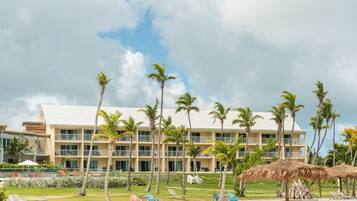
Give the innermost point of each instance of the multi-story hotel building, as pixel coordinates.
(68, 130)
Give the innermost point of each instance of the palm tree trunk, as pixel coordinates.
(106, 180)
(36, 148)
(167, 162)
(183, 166)
(157, 189)
(221, 197)
(291, 139)
(83, 190)
(128, 185)
(148, 189)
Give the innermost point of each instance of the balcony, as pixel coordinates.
(144, 152)
(173, 153)
(201, 139)
(67, 152)
(226, 139)
(67, 137)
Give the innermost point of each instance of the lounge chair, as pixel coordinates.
(149, 197)
(231, 197)
(173, 195)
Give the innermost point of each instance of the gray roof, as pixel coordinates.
(74, 115)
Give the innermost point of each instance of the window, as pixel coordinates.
(93, 164)
(144, 166)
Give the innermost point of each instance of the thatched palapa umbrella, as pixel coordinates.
(342, 171)
(285, 170)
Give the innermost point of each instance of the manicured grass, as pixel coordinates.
(203, 192)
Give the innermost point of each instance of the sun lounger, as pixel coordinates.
(173, 195)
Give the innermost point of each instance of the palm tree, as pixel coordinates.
(194, 151)
(290, 104)
(223, 153)
(103, 80)
(246, 119)
(131, 128)
(151, 114)
(219, 113)
(167, 129)
(326, 114)
(161, 77)
(334, 116)
(109, 131)
(278, 113)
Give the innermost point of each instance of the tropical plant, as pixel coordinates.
(160, 76)
(220, 113)
(193, 152)
(278, 116)
(151, 114)
(246, 119)
(17, 147)
(110, 132)
(131, 128)
(103, 81)
(222, 152)
(290, 104)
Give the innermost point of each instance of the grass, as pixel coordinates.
(255, 190)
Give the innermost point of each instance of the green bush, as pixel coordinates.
(138, 181)
(64, 182)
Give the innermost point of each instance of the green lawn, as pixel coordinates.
(203, 192)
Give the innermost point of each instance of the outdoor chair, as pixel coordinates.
(149, 197)
(231, 197)
(173, 195)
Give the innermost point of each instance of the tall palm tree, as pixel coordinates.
(220, 113)
(326, 114)
(131, 128)
(290, 104)
(278, 113)
(246, 119)
(151, 114)
(103, 81)
(334, 116)
(168, 128)
(222, 152)
(109, 131)
(160, 76)
(194, 151)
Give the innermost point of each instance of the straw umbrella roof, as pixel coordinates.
(342, 171)
(284, 170)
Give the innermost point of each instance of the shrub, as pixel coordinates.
(64, 182)
(138, 181)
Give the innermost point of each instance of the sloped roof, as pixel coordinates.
(74, 115)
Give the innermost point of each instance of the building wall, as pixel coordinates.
(208, 163)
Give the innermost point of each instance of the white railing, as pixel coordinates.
(69, 137)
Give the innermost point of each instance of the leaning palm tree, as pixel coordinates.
(334, 116)
(290, 104)
(220, 113)
(161, 77)
(278, 113)
(222, 152)
(109, 131)
(103, 80)
(131, 128)
(246, 119)
(151, 114)
(193, 152)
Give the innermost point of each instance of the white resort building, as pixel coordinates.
(64, 134)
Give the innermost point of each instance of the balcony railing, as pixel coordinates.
(144, 152)
(201, 139)
(226, 139)
(67, 152)
(69, 137)
(173, 153)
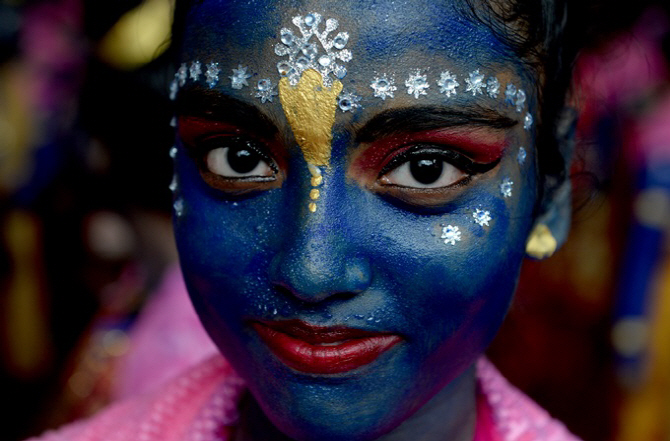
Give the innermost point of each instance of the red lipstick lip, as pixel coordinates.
(323, 350)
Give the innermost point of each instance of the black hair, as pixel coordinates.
(540, 34)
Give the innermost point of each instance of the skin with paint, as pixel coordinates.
(319, 245)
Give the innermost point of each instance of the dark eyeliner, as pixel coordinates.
(430, 150)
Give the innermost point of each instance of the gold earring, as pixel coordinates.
(541, 243)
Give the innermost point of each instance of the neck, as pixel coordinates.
(451, 414)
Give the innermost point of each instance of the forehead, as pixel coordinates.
(406, 34)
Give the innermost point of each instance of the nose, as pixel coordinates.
(319, 259)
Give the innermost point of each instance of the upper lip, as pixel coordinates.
(317, 335)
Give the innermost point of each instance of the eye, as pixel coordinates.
(426, 175)
(424, 171)
(238, 162)
(429, 167)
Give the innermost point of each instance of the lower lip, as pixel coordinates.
(325, 359)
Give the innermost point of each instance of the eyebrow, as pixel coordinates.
(418, 119)
(211, 104)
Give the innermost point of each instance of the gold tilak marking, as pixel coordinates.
(310, 110)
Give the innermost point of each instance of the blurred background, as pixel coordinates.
(87, 260)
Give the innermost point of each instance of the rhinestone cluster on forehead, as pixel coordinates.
(312, 49)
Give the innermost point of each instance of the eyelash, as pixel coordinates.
(448, 155)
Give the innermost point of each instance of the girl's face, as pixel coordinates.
(351, 252)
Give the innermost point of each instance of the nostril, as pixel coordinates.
(329, 296)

Problem details: Repeat the data word for word, excluding any image.

Task output:
Give the innermost point of each instance of the multi-story hotel building, as pixel coordinates.
(68, 130)
Give the innermost point of each instance of the palm tree trunk, as pixel coordinates.
(106, 180)
(36, 148)
(167, 162)
(183, 166)
(157, 189)
(221, 197)
(291, 139)
(83, 190)
(128, 185)
(148, 189)
Give the innermost point of each instance of the balcony, as pixel coordinates.
(144, 152)
(173, 153)
(201, 139)
(67, 152)
(226, 139)
(67, 137)
Give the innermost point of each instance of the lounge chair, as pixel coordinates.
(149, 197)
(231, 197)
(173, 195)
Give the innermost point of each instance of the gray roof, as pixel coordinates.
(74, 115)
Give the innermost point of each instance of the window, as pixel coordinates.
(93, 164)
(144, 166)
Give the innermost point of each instance of the thatched palapa umbrella, as pixel coordinates.
(342, 171)
(285, 170)
Give the innermost point of each instance of the manicured grass, as pixel coordinates.
(203, 192)
Give the innermost point of each instance of the sun lounger, as pixel coordinates.
(173, 195)
Give the innermost point of each instance of the palm tree, as pixel coordinates.
(194, 151)
(290, 104)
(223, 153)
(103, 80)
(246, 119)
(131, 128)
(151, 114)
(219, 113)
(167, 129)
(326, 114)
(161, 77)
(334, 116)
(109, 131)
(278, 113)
Give the innermost point of each instance of the tropical plant, as pixel coordinates.
(160, 76)
(220, 113)
(193, 152)
(278, 116)
(151, 114)
(246, 119)
(17, 147)
(110, 132)
(131, 128)
(103, 81)
(222, 152)
(290, 104)
Give the innermost point of each instance of the grass, as pixel coordinates.
(255, 190)
Give the innermost point of each instance of the green bush, as pixel coordinates.
(138, 181)
(64, 182)
Give the innermost point of each instance of the green lawn, as pixel coordinates.
(203, 192)
Give the innermost point of each instance of the outdoor chair, as pixel coordinates.
(149, 197)
(231, 197)
(173, 195)
Give the innermost point of each instance of the tall palm tree, as pixel coordinates.
(220, 113)
(326, 114)
(131, 128)
(290, 104)
(278, 113)
(246, 119)
(151, 114)
(103, 81)
(334, 116)
(168, 128)
(222, 152)
(109, 131)
(160, 76)
(194, 151)
Give the innermost point of each instance of the straw umbrella roof, as pixel coordinates.
(342, 171)
(284, 170)
Give the innermost point of each instance of the shrub, as pixel coordinates.
(64, 182)
(138, 181)
Give the innermost point of each instance of the sloped roof, as pixel coordinates.
(74, 115)
Give the innermost point of each instance of the building wall, as pixel coordinates.
(208, 163)
Give the innermost point of each instance of the white railing, as pixel coordinates.
(69, 137)
Give the innermost point of each instance of the leaning palm tree, as pixel coordinates.
(334, 116)
(290, 104)
(220, 113)
(161, 77)
(278, 113)
(222, 152)
(109, 131)
(103, 80)
(131, 128)
(246, 119)
(151, 114)
(193, 152)
Give the innermost point of each instance of the white resort building, as pixel coordinates.
(64, 134)
Give the innermost point of each instance of the balcony railing, as pixel coordinates.
(144, 152)
(201, 139)
(226, 139)
(67, 152)
(69, 137)
(173, 153)
Give the innermost point of each instance of the red lipstick lip, as pixel coordinates.
(323, 350)
Give the innermost point of each instance of the black hair, as pixel coordinates.
(540, 34)
Give the innermost point of each instance of the skin with paint, as pixel coordinates.
(319, 245)
Give the innermost point of each instance of the dark eyeliner, as pixel coordinates.
(430, 150)
Give the innermost point of each instance of the gold earring, as pixel coordinates.
(541, 243)
Give the innermost point of each instance of the neck, as pixel coordinates.
(451, 414)
Give the innermost point of each instance of the forehead, as pixel coordinates.
(406, 34)
Give the innermost point of each instance of the nose, as pixel coordinates.
(319, 259)
Give the innermost point of each instance of the upper lip, as pixel coordinates.
(317, 335)
Give the innermost point of each instance of the eye, as pixel coordinates.
(426, 175)
(424, 171)
(238, 162)
(429, 167)
Give the innermost point of each instance of the lower lip, as pixel coordinates.
(325, 359)
Give the innermost point of each instance of the eyebrow, as pixel coordinates.
(418, 119)
(211, 104)
Give the innermost point of each instance of the gold tilak marking, as pixel coordinates.
(310, 110)
Give the innermost point of each instance of the blurred background, as pixel coordinates.
(87, 260)
Give the innermost point of each instance of the rhinestone cluster on forehead, as pixel coordinates.
(312, 49)
Give the innermost point of each instance of the eyelash, as pixel coordinates.
(448, 155)
Give the innermost point of each instance of the girl's face, as pixel coordinates.
(351, 252)
Give the innermost point of each instance of the nostril, as pixel coordinates.
(329, 296)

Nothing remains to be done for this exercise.